Collect every line in the items below that contains the string "dark", and copy each such line in full.
━━━━━━━━━━━━━━━━━━━━━━━━━━━━━━
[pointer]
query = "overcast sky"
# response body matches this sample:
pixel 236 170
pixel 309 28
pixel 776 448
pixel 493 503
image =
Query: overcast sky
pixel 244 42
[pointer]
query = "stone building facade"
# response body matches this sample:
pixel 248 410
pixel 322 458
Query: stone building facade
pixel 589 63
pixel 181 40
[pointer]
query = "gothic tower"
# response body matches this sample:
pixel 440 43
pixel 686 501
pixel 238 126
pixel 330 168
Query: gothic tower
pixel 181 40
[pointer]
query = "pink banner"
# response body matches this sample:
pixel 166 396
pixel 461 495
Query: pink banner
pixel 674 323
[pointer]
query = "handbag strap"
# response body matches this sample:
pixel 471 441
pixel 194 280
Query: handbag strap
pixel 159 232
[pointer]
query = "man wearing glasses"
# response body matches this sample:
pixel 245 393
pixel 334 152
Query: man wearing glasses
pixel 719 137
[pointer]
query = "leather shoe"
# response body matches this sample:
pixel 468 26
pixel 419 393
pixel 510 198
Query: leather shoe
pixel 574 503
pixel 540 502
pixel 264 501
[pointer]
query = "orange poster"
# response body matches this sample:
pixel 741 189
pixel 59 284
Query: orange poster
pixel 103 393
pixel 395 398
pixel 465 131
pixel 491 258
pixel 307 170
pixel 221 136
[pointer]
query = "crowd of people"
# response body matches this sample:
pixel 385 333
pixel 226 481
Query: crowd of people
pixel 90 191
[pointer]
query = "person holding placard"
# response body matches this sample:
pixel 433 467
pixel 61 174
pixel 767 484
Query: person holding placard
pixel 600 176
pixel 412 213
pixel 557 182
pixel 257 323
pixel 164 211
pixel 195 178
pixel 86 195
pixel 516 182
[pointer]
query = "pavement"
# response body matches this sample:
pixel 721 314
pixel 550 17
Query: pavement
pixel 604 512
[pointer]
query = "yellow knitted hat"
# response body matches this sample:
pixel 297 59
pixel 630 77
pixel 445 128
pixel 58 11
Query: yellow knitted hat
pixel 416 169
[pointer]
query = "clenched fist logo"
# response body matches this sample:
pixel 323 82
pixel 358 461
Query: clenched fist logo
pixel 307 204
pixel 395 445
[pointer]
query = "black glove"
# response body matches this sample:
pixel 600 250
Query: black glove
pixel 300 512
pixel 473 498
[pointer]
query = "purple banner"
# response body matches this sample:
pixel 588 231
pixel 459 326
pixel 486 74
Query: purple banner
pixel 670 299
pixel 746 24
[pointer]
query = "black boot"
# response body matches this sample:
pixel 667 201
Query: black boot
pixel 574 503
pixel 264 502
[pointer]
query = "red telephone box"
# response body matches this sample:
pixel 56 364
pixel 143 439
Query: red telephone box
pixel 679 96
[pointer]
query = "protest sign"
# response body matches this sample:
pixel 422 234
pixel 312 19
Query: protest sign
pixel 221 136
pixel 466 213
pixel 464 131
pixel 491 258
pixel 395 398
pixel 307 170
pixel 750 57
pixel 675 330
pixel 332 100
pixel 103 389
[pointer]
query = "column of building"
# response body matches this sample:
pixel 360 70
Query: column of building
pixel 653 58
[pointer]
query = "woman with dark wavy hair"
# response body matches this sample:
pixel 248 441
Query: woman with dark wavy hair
━━━━━━━━━━━━━━━━━━━━━━━━━━━━━━
**Worked solution**.
query = "woman with dark wavy hair"
Query: woman with dark wavy hair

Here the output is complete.